● Text excerpt
Key Facts – Memorize These

Bill Assam Uniform Civil Code Bill, 2026
Passed on 27 May 2026 (Wednesday)
Status 3rd State UCC of independent India; 1st of the Northeast
Exempted All Scheduled Tribes; Sixth Schedule areas (BTC, Karbi Anglong, Dima Hasao); Tiwa, Tai Phake plain-tribes
Core provisions Compulsory marriage registration; uniform divorce grounds; gender-neutral intestate succession; polygamy ban; Asam Nari Shakti provisions; criminalises forcible religious conversion through marriage
Constitutional anchors Art 44 (DPSP); Art 25, 26, 29 (rights); Art 244 + Sixth Schedule; Art 371(B)
Key cases Shah Bano (1985); Sarla Mudgal (1995); John Vallamattom (2003)

● Supplied records
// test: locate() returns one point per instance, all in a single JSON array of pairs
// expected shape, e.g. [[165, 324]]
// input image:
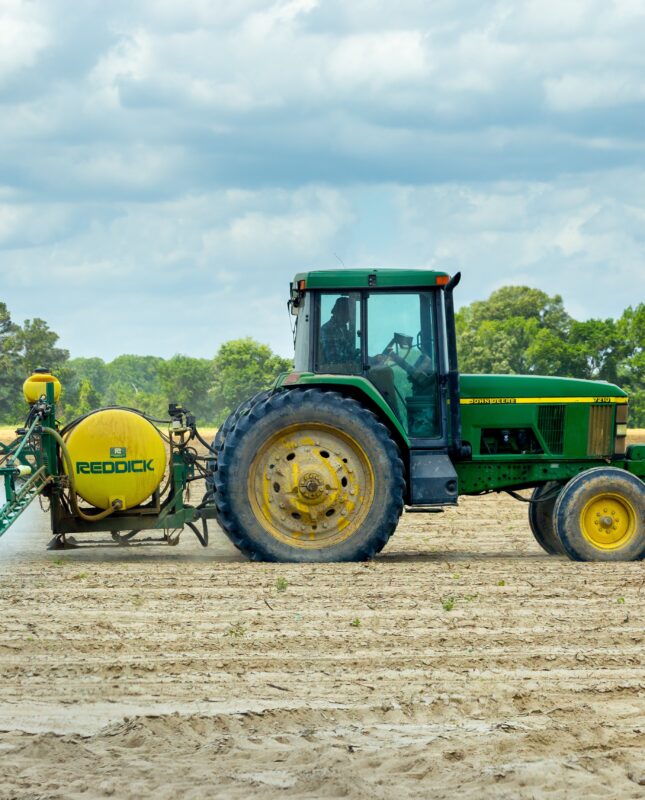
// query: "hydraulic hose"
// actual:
[[116, 504]]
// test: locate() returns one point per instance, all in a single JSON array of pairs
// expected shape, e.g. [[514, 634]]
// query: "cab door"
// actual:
[[405, 358]]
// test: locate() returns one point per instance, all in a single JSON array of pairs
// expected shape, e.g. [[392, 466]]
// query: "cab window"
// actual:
[[402, 358], [338, 342]]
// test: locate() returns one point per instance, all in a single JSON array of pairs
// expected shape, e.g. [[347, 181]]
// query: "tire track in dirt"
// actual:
[[356, 681]]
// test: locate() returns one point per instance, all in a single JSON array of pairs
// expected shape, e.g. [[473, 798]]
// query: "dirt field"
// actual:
[[463, 662]]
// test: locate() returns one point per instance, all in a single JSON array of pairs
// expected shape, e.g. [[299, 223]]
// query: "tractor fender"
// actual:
[[355, 386]]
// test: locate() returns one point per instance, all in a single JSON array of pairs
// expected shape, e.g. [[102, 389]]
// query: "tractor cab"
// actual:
[[386, 326]]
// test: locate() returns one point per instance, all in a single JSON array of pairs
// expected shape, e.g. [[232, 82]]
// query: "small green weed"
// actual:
[[447, 603], [236, 630]]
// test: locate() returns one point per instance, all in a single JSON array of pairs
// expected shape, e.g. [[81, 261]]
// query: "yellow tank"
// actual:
[[35, 385], [116, 455]]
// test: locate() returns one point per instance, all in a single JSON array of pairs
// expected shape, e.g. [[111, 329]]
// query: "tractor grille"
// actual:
[[600, 430], [551, 425]]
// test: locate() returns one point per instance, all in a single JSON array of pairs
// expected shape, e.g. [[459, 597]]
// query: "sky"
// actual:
[[166, 167]]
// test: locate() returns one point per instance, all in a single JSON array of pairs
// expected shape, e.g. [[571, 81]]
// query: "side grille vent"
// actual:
[[551, 425], [600, 430]]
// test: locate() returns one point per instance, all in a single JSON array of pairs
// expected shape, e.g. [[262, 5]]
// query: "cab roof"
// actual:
[[364, 278]]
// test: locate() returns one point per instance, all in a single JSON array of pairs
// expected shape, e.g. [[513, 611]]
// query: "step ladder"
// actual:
[[10, 512]]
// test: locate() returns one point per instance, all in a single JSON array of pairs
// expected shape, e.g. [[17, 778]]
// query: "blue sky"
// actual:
[[166, 167]]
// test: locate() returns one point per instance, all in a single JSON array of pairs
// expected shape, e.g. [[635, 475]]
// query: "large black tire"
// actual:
[[600, 516], [218, 444], [541, 519], [309, 476]]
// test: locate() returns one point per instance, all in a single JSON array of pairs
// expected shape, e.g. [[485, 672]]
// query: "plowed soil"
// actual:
[[461, 663]]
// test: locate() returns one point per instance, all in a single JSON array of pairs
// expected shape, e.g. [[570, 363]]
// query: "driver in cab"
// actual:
[[337, 341]]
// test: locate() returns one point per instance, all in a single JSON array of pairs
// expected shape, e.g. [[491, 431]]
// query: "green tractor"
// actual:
[[374, 419]]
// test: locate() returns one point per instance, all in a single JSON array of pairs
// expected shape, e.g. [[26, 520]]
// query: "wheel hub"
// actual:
[[311, 486], [608, 521]]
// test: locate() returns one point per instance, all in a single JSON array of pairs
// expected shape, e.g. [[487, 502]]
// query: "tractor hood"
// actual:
[[510, 388]]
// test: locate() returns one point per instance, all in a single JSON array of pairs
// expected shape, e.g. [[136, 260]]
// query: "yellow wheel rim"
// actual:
[[608, 521], [311, 486]]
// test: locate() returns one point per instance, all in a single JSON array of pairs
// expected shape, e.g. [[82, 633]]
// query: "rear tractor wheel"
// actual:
[[600, 516], [309, 476]]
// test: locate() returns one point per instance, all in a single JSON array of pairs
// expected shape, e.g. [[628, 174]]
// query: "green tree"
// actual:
[[11, 382], [496, 335], [186, 381], [631, 367], [242, 367], [88, 398], [31, 346]]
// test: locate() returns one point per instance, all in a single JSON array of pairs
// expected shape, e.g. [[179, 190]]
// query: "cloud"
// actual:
[[159, 155]]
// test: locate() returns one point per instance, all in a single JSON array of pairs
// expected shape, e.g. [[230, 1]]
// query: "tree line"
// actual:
[[517, 330]]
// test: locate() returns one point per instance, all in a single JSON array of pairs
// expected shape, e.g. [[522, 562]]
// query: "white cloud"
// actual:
[[378, 60], [160, 149], [23, 36]]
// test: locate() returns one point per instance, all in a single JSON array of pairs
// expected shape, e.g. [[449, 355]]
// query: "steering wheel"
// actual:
[[415, 372]]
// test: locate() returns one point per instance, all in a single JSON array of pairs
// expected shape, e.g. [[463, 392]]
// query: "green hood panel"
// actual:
[[534, 386]]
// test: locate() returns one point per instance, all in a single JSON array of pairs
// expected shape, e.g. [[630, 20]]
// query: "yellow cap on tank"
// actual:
[[35, 385], [116, 455]]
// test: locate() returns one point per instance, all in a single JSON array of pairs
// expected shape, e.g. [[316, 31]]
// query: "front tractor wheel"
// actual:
[[600, 516], [309, 476]]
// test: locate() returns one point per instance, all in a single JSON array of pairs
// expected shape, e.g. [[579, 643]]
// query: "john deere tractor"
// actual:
[[374, 419]]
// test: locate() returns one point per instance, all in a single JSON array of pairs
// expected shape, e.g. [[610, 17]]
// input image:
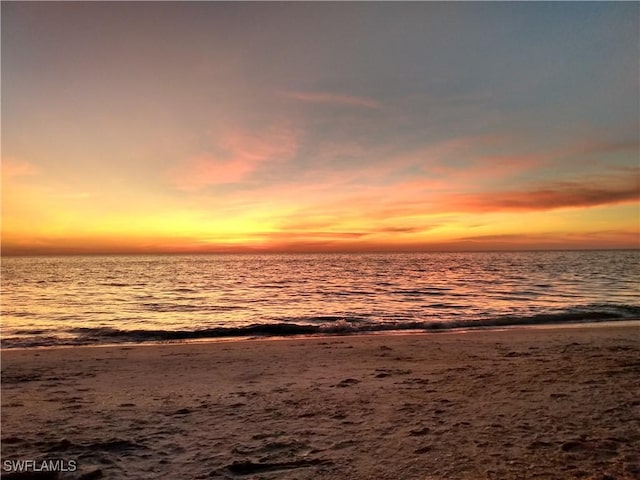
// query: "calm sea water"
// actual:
[[78, 300]]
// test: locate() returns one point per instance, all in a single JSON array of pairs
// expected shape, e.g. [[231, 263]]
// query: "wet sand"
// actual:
[[512, 404]]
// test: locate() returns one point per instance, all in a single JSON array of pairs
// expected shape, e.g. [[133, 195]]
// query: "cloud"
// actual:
[[336, 99], [237, 154], [553, 196], [12, 168]]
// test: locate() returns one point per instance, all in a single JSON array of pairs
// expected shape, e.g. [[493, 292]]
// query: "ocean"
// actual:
[[87, 300]]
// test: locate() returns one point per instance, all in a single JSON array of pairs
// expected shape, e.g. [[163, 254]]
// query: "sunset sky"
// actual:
[[230, 127]]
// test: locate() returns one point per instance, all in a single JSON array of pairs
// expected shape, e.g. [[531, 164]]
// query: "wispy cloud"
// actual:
[[552, 196], [237, 154], [336, 99], [12, 168]]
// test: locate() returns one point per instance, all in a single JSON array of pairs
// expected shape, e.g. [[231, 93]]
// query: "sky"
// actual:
[[159, 127]]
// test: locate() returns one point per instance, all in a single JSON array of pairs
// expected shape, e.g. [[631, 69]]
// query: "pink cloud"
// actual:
[[238, 154], [348, 100]]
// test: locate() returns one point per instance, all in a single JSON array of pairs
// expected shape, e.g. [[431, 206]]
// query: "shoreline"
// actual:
[[627, 322], [499, 404]]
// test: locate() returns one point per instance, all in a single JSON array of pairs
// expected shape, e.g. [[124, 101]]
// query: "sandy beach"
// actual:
[[561, 403]]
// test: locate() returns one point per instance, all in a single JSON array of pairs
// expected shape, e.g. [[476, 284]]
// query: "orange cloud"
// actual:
[[348, 100], [553, 196], [238, 153]]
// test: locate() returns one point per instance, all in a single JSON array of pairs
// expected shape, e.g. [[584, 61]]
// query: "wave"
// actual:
[[333, 325]]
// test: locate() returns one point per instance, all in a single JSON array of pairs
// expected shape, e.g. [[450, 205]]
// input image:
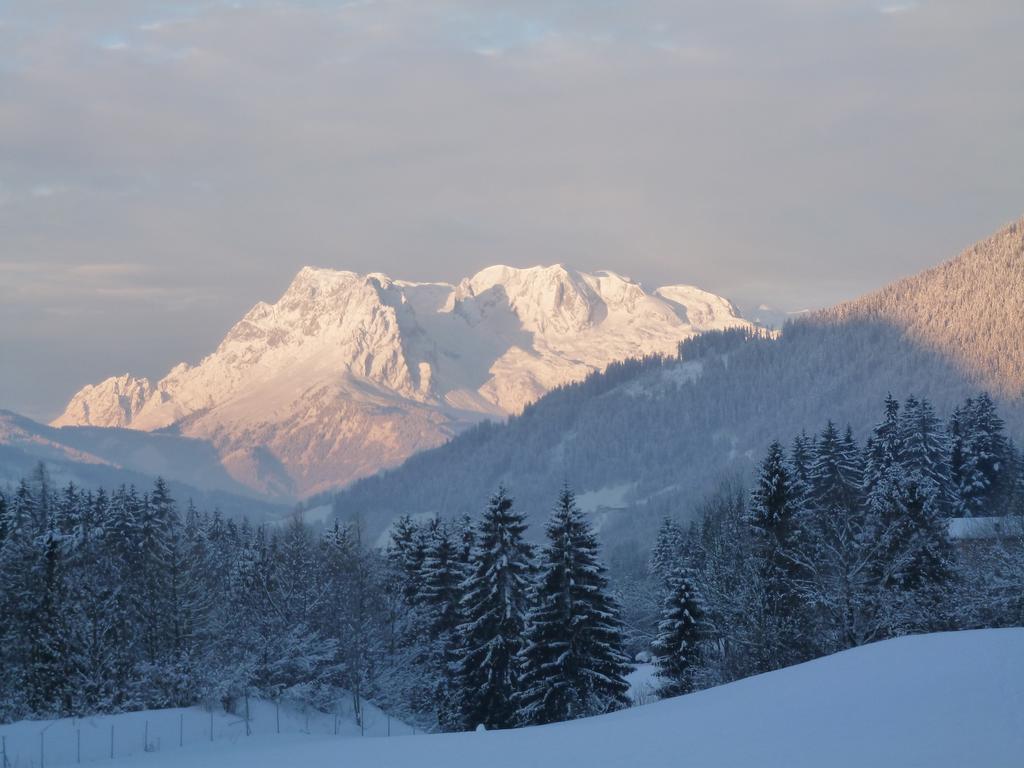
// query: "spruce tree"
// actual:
[[884, 448], [775, 528], [668, 550], [440, 597], [572, 663], [681, 631], [925, 454], [495, 606]]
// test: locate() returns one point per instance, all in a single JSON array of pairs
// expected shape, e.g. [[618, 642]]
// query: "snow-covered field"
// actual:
[[195, 732], [933, 700]]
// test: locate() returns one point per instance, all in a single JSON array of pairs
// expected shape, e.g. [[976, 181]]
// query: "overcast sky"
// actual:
[[165, 165]]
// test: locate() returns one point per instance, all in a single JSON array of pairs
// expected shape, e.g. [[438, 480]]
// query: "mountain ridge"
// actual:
[[659, 435], [347, 374]]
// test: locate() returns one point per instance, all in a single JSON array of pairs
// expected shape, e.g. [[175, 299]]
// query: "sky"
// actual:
[[166, 165]]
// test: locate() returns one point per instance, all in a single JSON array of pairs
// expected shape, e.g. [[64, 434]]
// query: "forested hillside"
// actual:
[[655, 435]]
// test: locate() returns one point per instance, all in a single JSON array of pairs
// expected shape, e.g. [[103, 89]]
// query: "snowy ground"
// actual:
[[935, 700], [187, 731]]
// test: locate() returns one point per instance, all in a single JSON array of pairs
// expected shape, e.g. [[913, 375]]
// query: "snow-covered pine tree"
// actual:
[[925, 457], [884, 450], [835, 483], [835, 552], [495, 605], [979, 458], [572, 664], [406, 552], [19, 596], [775, 528], [440, 597], [47, 675], [668, 550], [680, 633], [770, 512]]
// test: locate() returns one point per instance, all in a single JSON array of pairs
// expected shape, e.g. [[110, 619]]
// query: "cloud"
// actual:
[[895, 8], [795, 153]]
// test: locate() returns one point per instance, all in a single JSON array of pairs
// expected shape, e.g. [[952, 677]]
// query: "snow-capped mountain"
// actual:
[[347, 373]]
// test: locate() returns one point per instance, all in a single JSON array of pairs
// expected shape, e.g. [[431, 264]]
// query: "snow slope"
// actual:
[[947, 699], [192, 730], [347, 373]]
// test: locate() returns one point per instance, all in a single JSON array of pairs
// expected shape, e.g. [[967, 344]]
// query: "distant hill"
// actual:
[[347, 374], [92, 458], [652, 436]]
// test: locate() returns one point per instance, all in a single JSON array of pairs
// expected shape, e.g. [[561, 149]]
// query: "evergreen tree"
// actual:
[[884, 448], [980, 456], [775, 528], [440, 596], [572, 665], [925, 451], [495, 605], [835, 482], [668, 550], [680, 634]]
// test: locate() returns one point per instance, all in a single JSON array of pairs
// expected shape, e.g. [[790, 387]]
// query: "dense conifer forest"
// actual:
[[117, 600]]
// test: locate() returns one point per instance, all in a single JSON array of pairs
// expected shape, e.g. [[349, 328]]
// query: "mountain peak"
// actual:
[[348, 373]]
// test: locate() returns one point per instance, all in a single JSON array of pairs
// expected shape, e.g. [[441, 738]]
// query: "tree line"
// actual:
[[840, 545], [116, 602]]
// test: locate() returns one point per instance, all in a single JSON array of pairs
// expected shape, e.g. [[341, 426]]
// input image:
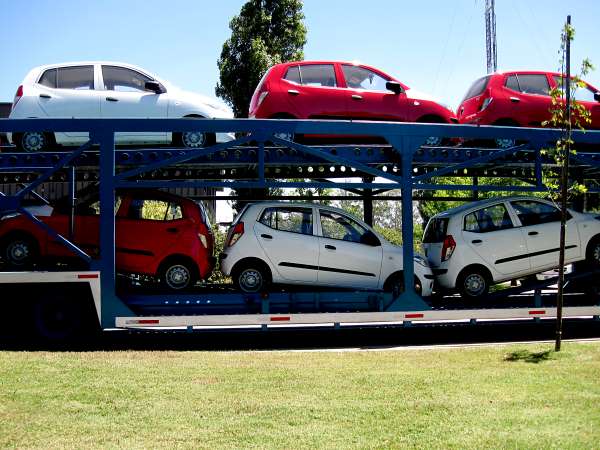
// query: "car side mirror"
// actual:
[[394, 86], [153, 86], [370, 239]]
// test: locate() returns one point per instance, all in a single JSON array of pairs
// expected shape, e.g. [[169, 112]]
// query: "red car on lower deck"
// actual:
[[157, 234]]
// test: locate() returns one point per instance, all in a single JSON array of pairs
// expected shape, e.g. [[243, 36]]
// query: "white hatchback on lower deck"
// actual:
[[309, 244], [479, 244]]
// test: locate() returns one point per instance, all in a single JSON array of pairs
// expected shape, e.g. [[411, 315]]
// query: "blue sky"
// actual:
[[435, 46]]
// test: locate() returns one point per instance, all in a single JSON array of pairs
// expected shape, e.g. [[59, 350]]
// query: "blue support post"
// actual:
[[111, 306]]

● Required work
List every court case named in the Assam Uniform Civil Code key facts, with its year. The material has no connection to the Assam Uniform Civil Code key facts.

● Full output
Shah Bano (1985); Sarla Mudgal (1995); John Vallamattom (2003)